Жить живут, а петь получается не всегда. Фото Владимира Захарина
В самом начале 1990-х Александр Солженицын пытался объяснить, «как нам обустроить Россию», и даже написал опубликованную миллионными тиражами брошюру. Но так ничего не объяснил, да и сам не разобрался. Писателю это простительно. Хуже другое: ни наши предки – от Ивана Грозного до Ленина–Сталина, ни наши современники – имею в виду политиков, в этом деле, простите за выражение, тоже не петрили и не петрят. Зато все время изобретают самобытный путь развития, хотя лучше бы нам идти все же по нормальному пути. Понятно, что витать в эмпиреях идентичности и аутентичности куда приятнее, чем прихлопнуть коррупцию. (И тут я подумал: может, знаменитое «воруют» и есть тот самый особый путь развития?)Согласен, нынешним «политаршином» Россию не измерить, тем более, не понять ее «политумом» (его явно не хватает). Наверно, нашим правителям не повезло – слишком большая, не великая, но именно большая страна им досталась.
Говорят, СССР развалился оттого, что у Таджикистана и Эстонии не могло быть общего флага. А у Дальнего Востока с Чечней он быть может? Не замечено пока у них и общих традиций. Вот если во Владивостоке и Благовещенске после наводнения примут ислам.... Чечня-то точно православие никогда не примет – Рамзан не позволит. Тува с Калиниградом тоже друг на друга не похожи, да и Чукотка мало-мало отличается от Ставрополья. По опросу ВЦИОМа, 54% россиян «по большому счету» (именно так был сформулирован вопрос) считают, что Дагестан не Россия, а 57% – что и Чечня тоже. Да что Чечня! 26% осмеливаются полагать, что даже Татарстан – тоже не Россия.

■ **Задание**: Воспроизведите без изменений отрывок из текста о России, от слов «Говорят, СССР развалился» до слов «тоже не Россия.» включительно.

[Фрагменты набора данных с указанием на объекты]
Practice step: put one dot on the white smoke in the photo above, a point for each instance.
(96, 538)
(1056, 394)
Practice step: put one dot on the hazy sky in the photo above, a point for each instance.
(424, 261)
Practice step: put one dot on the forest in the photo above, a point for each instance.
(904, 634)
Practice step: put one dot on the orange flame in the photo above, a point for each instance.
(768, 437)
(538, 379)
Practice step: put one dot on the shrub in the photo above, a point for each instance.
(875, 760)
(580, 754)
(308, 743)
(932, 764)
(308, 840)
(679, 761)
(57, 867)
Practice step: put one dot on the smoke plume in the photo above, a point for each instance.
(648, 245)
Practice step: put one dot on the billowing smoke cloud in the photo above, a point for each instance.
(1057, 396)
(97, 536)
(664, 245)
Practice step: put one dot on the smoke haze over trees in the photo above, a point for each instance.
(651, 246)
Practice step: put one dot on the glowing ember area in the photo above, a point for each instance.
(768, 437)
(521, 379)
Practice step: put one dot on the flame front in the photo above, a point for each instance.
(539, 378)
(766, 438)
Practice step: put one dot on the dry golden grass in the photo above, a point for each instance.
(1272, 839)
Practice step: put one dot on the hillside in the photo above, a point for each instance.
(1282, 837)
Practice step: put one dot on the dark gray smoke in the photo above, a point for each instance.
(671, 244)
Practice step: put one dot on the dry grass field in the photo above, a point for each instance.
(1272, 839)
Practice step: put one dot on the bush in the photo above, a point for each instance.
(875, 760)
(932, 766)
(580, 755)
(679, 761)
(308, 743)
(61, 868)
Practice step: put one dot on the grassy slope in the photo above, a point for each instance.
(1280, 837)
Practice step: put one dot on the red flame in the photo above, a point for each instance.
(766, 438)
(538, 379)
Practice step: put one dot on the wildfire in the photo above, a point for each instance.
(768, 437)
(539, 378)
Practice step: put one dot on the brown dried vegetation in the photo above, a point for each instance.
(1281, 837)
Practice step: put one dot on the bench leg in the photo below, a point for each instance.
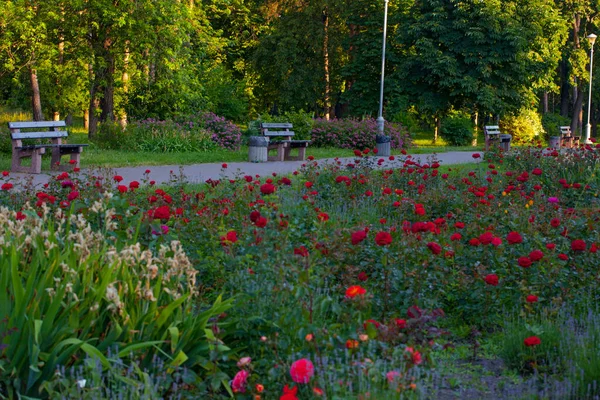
(36, 161)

■ **Решение**:
Говорят, СССР развалился оттого, что у Таджикистана и Эстонии не могло быть общего флага. А у Дальнего Востока с Чечней он быть может? Не замечено пока у них и общих традиций. Вот если во Владивостоке и Благовещенске после наводнения примут ислам.... Чечня-то точно православие никогда не примет – Рамзан не позволит. Тува с Калиниградом тоже друг на друга не похожи, да и Чукотка мало-мало отличается от Ставрополья. По опросу ВЦИОМа, 54% россиян «по большому счету» (именно так был сформулирован вопрос) считают, что Дагестан не Россия, а 57% – что и Чечня тоже. Да что Чечня! 26% осмеливаются полагать, что даже Татарстан – тоже не Россия.